**What you should do:** Could you rewrite the stretch from the line containing "point: blue sky" through the end of the entries, keeping each request line as is, multiplying every x and y coordinate in the answers by 1.45, and rounding to whole numbers with halves going up? Leave the pictures out of your answer.

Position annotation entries

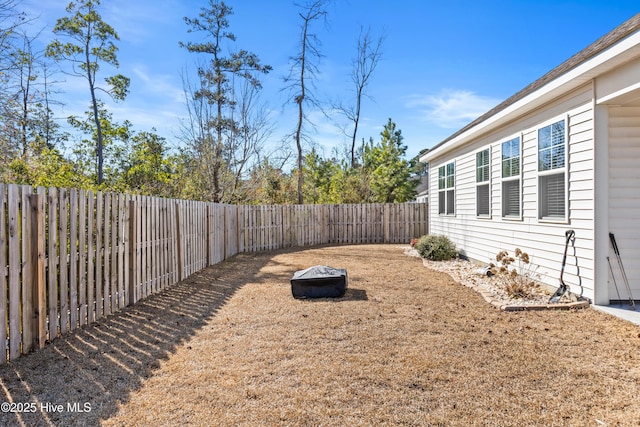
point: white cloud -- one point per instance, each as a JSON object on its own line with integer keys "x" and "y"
{"x": 451, "y": 109}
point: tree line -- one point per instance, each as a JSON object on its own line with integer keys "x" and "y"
{"x": 222, "y": 143}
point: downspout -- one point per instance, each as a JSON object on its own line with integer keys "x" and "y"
{"x": 600, "y": 200}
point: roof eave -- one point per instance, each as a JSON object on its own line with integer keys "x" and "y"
{"x": 622, "y": 51}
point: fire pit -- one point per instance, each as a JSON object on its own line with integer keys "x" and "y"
{"x": 319, "y": 282}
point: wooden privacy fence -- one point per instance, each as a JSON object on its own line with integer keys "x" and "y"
{"x": 72, "y": 257}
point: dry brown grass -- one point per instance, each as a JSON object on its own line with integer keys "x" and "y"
{"x": 405, "y": 346}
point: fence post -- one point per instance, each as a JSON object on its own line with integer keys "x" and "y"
{"x": 133, "y": 249}
{"x": 385, "y": 221}
{"x": 36, "y": 202}
{"x": 179, "y": 241}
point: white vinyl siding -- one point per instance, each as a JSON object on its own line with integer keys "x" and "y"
{"x": 552, "y": 183}
{"x": 482, "y": 238}
{"x": 483, "y": 186}
{"x": 511, "y": 172}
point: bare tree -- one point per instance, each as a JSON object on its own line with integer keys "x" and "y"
{"x": 369, "y": 53}
{"x": 253, "y": 129}
{"x": 303, "y": 71}
{"x": 92, "y": 43}
{"x": 216, "y": 81}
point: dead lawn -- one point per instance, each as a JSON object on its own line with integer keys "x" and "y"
{"x": 406, "y": 346}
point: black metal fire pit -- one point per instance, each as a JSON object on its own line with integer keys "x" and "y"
{"x": 319, "y": 282}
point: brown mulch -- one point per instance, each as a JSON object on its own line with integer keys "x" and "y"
{"x": 406, "y": 346}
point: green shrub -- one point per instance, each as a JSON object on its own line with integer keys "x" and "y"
{"x": 436, "y": 248}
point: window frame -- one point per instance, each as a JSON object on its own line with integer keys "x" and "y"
{"x": 543, "y": 174}
{"x": 449, "y": 186}
{"x": 483, "y": 183}
{"x": 511, "y": 178}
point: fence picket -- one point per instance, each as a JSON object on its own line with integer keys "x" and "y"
{"x": 3, "y": 276}
{"x": 91, "y": 294}
{"x": 82, "y": 258}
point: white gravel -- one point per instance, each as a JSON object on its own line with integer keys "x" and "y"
{"x": 469, "y": 274}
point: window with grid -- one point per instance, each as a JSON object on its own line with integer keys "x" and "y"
{"x": 446, "y": 190}
{"x": 483, "y": 193}
{"x": 551, "y": 171}
{"x": 511, "y": 178}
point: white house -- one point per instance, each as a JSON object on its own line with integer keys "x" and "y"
{"x": 563, "y": 153}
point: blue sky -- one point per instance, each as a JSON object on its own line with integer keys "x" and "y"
{"x": 444, "y": 62}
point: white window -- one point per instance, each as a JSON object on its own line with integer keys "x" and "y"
{"x": 446, "y": 189}
{"x": 511, "y": 178}
{"x": 552, "y": 202}
{"x": 483, "y": 189}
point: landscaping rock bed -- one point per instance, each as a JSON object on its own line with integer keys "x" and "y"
{"x": 471, "y": 275}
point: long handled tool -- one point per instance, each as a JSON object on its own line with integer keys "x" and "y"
{"x": 563, "y": 288}
{"x": 615, "y": 283}
{"x": 624, "y": 274}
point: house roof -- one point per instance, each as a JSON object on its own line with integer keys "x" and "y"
{"x": 619, "y": 33}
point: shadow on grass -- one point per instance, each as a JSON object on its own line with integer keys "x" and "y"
{"x": 80, "y": 378}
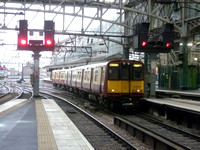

**Written solution:**
point: blue sky -- one point per instance, each as a JSON object on its own line with integer keys "x" and "y"
{"x": 644, "y": 90}
point: white window -- one point per instance, each as a JSON object on its own line with integer keys "x" and "y"
{"x": 647, "y": 274}
{"x": 741, "y": 258}
{"x": 800, "y": 293}
{"x": 700, "y": 274}
point: landscaping rock bed -- one point per instance, each as a JSON object on its own line with integer keys "x" and "y"
{"x": 683, "y": 399}
point: long handled tool -- one point per instance, each as a JSON object on its own line with integer keys "x" and "y"
{"x": 816, "y": 418}
{"x": 892, "y": 410}
{"x": 905, "y": 397}
point: house roof -- one point per instance, each as a JSON object on its own line with integer keys "x" and "y"
{"x": 898, "y": 48}
point: shadow on grass -- one point per instance, each as a JSON object on its own line with integer keys "x" and "y"
{"x": 116, "y": 548}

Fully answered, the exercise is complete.